Records for this task —
_ _ _ _ _
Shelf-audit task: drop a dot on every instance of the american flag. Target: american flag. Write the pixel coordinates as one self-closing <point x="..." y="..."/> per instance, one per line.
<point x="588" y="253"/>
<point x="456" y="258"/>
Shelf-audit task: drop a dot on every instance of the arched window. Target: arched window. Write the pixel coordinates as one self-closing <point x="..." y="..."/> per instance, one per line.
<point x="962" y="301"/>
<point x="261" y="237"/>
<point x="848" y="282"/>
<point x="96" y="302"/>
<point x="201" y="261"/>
_ _ _ _ _
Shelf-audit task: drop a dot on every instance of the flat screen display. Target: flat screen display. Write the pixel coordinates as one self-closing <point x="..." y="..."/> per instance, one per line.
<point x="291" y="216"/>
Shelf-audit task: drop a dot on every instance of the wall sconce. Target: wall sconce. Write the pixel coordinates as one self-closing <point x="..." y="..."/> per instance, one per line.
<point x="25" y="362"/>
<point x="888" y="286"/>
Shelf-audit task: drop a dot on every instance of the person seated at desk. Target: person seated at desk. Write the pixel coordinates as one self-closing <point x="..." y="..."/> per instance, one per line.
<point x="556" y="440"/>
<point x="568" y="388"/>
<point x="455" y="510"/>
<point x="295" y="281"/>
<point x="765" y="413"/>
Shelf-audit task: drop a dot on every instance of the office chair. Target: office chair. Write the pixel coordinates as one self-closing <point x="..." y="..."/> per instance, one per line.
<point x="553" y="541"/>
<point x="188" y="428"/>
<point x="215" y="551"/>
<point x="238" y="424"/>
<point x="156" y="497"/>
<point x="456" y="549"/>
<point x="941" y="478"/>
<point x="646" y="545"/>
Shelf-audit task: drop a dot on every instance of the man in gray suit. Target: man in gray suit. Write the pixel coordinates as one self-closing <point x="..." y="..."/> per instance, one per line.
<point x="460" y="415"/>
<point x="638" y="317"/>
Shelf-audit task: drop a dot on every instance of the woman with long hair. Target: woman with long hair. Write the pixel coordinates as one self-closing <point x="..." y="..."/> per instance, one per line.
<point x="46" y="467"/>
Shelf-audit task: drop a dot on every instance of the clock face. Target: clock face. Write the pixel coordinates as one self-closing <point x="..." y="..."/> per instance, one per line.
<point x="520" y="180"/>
_ _ _ _ _
Written instruction — Return, unchanged, each line of the data above that contains the string "display".

Task output —
Shelf-audit task: drop a dot on every instance of the flat screen display. Target: flat screen display. Write the pixel coordinates as one self-closing <point x="..." y="..."/> per instance, one per line.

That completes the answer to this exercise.